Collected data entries

—————

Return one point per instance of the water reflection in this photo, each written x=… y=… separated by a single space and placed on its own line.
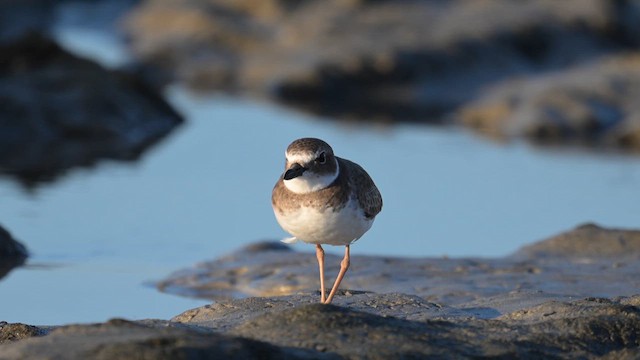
x=206 y=191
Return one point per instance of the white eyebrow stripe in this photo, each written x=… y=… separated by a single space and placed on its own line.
x=301 y=158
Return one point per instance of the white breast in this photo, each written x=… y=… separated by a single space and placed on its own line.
x=328 y=227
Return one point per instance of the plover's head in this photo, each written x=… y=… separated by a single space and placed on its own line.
x=311 y=166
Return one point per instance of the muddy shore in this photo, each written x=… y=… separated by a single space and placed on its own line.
x=575 y=295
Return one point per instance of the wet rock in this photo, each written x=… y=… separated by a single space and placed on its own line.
x=588 y=241
x=225 y=315
x=482 y=287
x=15 y=332
x=121 y=339
x=354 y=334
x=59 y=111
x=594 y=104
x=376 y=326
x=12 y=253
x=375 y=60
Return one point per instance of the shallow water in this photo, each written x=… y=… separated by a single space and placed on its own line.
x=99 y=236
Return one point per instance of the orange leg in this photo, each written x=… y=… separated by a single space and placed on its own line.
x=320 y=256
x=344 y=265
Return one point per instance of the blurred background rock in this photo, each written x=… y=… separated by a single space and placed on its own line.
x=428 y=61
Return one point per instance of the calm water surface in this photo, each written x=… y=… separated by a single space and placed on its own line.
x=99 y=237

—————

### [Set problem]
Copy every item above word for word, including the coordinates, and omit the pictures from your copy.

### [Result below]
Return one point per instance of the water reflection in this photo, each written x=… y=… separated by a single space and placed on its own line.
x=206 y=191
Return one point per instance of the white eyebrow stripe in this photo, each written x=… y=… separated by a single space and placed on its own line.
x=301 y=158
Return one point per instance of the white breast in this photo, each written x=… y=… separated by a single space and placed on its own line.
x=328 y=227
Return one point per instance of the plover's head in this photo, each written x=… y=… separated by a single space and placed on its own line.
x=311 y=166
Return one point per instance of the muddy shore in this photo, each written x=… y=… separated by a single space and placed on its own line.
x=575 y=295
Return one point per instance of the wet rock in this photo, each written x=… y=… separated by a single space and placed on its own line.
x=588 y=241
x=225 y=315
x=482 y=287
x=15 y=332
x=121 y=339
x=354 y=334
x=59 y=111
x=594 y=104
x=376 y=326
x=12 y=253
x=375 y=60
Return one point per instance of the shallow water in this photo, each written x=… y=… separated by a single space and placed on its own line.
x=99 y=236
Return one point per instance of the orange leg in this photo, each written x=… y=… separated by a single space and placed on its own line.
x=320 y=256
x=344 y=265
Return one point per instance of the blurred background rock in this photo, each written x=… y=… separated by a single space and placed on its own line.
x=428 y=61
Return one point per instance of the calm water surface in this photo, each written x=… y=… separated by a single space and placed on its own line.
x=99 y=237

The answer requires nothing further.